(Saved entries)

━━━━━━

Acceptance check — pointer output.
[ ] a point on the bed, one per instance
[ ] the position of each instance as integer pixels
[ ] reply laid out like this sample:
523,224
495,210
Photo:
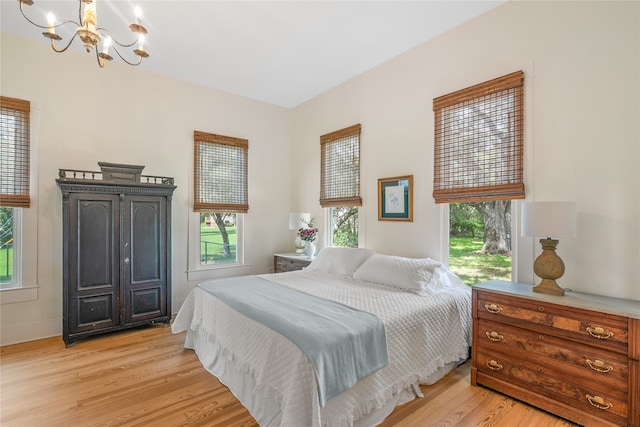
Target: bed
424,307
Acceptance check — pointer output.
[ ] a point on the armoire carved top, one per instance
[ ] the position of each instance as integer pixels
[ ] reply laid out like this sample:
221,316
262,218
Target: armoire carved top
116,177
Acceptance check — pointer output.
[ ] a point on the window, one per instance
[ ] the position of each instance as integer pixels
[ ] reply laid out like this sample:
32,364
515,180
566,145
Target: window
340,184
343,223
220,197
478,155
479,142
14,185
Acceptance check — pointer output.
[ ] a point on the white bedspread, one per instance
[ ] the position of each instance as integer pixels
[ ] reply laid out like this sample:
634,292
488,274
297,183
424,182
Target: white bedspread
424,333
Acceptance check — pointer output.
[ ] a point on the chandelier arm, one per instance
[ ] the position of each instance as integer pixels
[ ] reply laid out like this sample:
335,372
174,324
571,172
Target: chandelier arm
125,60
80,13
66,47
113,39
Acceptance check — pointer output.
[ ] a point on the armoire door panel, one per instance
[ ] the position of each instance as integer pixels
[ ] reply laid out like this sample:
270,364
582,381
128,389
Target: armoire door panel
146,302
94,279
145,277
95,244
146,240
95,311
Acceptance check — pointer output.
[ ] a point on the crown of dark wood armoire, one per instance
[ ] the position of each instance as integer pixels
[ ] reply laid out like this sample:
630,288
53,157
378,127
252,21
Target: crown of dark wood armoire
116,244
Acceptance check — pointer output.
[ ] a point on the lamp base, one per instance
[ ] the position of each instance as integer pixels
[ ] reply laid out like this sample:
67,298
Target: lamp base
550,287
549,267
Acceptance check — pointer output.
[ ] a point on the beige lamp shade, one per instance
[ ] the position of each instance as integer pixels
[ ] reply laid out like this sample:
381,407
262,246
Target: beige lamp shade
549,219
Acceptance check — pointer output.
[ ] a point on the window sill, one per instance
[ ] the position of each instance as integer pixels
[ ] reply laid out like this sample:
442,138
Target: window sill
218,272
13,295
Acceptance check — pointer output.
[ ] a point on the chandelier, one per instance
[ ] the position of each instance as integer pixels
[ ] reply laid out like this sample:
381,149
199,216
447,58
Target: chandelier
91,35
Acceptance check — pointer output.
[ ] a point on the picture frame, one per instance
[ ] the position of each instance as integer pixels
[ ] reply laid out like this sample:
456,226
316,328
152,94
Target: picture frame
395,198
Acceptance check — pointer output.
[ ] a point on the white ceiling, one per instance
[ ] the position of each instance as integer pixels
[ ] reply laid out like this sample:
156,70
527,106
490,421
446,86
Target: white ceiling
280,52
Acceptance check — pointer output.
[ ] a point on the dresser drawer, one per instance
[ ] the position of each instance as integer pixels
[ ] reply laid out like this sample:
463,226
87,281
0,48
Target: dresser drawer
597,400
547,351
608,332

━━━━━━

Nothing but an exact copy of the data above, minus its pictures, should appear in the response.

Acceptance check — pointer output.
[ ] a point on the bed, one per instance
[ ] the position of each instance as integer pixels
[ ] reply laid out like this sample:
523,224
495,210
Photo:
Target: bed
424,307
Acceptance check — pointer output.
[ ] a point on the armoire carved top, one per instance
[ ] the position of each instance as integer pixels
[ ] reply laid out like this sample:
221,316
262,218
Target: armoire carved top
116,177
Acceptance check — pointer output.
[ ] a point on the window, one per instance
[ ] the position of each instance as integer pixels
[ ] reply laid out like this sample:
32,364
515,180
566,145
Target: window
340,184
343,223
220,197
478,155
479,142
14,185
Acceptance check — pointer output.
[ ] a point on the white bedspread, one per instance
[ ] the position of each instance as integer pixels
[ ] reply laid out like this sample:
634,292
488,274
297,183
424,182
Target: white bedspread
424,333
Acceptance check — pointer output.
[ ] a point on the chandelier arm, one per instance
[ ] the position of each instance as integer pixels
[ ] reply laid out like this sample:
335,372
174,324
571,172
Target: chandelier arm
125,60
80,13
66,47
113,39
Acceptance check — pointer output.
[ ] a point on the armoire door panel, one per instance
[ ] the position of each instance as integer pixels
[ ] reply laid out like this sample:
270,364
582,381
128,389
Target: armoire door panel
146,302
94,279
145,277
95,244
146,240
95,311
Acceptance check — pointer output.
[ ] a point on the crown of dark wood armoire, one per instance
[ ] the position of each instance as integer pixels
[ ] reply laid out like this sample:
630,288
53,157
378,127
252,21
Target: crown of dark wood armoire
116,244
Acceptance check — pointer output.
[ ] a point on the lamp base, one per instance
[ ] the position of each instance as integer pixels
[ ] reply laid out like this sample:
67,298
Target: lamp base
550,287
549,267
Acceptance check — pointer output.
[ ] a point on the beige lamp shade, one per instance
[ ] the position of each instance as integer pixels
[ ] reply laid out like this sample:
381,407
262,246
Target: beige lamp shade
549,219
Acceptance check — pointer output.
[ ] a point on the window sill, one per instance
[ ] the position of each instance as integer pixels
[ ] reply laid out like this sample:
442,138
Target: window sill
218,272
13,295
Acceptance check — pointer output.
[ ] a point on the chandelier, one per instance
[ ] the position of each instance as integer pixels
[ ] reply laid out like this sample:
381,149
199,216
447,58
Target: chandelier
91,35
Acceptance check — pointer output.
[ ] a point on the picture frame, one per instance
[ ] the position of each instance as integer pixels
[ ] reply laid out like this sample:
456,226
316,328
152,94
Target: picture frame
395,198
Acceptance check — pointer output.
[ ] a point on the white ceiling, one per instance
[ ] the position of each instance as integer pixels
[ ] reply laid out like this sample:
156,70
527,106
490,421
446,86
Target: white ceiling
280,52
Acceptance check — pointer output.
[ ] a point on the dresser drawer, one per instance
[ ] the position of each instance as integer pixels
[ ] reply laid out like this sample:
463,226
87,281
0,48
Target: dresser drawer
597,400
547,351
608,332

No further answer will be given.